**Task item**: Copy out each line of the material below that holds the string "fits".

**Exercise materials**:
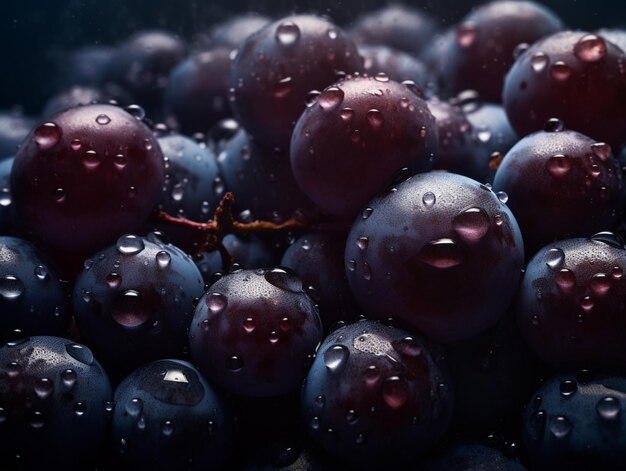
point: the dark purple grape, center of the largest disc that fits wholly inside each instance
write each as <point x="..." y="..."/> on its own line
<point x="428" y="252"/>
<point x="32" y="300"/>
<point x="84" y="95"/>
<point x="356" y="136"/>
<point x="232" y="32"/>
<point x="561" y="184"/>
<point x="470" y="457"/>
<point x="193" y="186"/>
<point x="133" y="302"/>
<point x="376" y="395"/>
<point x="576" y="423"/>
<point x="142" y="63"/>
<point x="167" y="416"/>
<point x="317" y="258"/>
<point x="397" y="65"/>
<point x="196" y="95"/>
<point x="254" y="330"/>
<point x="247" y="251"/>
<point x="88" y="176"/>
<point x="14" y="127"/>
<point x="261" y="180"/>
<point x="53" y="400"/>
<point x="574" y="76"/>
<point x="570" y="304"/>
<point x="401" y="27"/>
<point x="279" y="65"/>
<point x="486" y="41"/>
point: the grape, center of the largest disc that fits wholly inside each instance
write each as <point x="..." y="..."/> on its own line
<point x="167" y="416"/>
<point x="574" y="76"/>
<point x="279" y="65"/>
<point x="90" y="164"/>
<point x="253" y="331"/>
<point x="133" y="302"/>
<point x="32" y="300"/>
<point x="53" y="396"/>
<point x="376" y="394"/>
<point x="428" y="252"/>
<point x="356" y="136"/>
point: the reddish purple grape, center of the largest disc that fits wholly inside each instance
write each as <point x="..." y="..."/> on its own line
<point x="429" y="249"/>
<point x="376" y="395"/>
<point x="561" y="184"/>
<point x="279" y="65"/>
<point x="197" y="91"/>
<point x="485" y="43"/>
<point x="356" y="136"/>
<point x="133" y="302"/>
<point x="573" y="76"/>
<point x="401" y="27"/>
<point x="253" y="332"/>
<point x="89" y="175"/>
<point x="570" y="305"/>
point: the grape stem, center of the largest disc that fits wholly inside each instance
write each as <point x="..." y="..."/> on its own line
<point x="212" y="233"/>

**Answer section**:
point: the dark purple grape, center of the largest disc that fits wholly inside each instance
point: the grape, center of the largest disc that fits wholly inside each instance
point: the reddish purple grape, center of the largest disc that fits wholly inside each instance
point: the grape stem, center of the largest disc that fits wholly inside each instance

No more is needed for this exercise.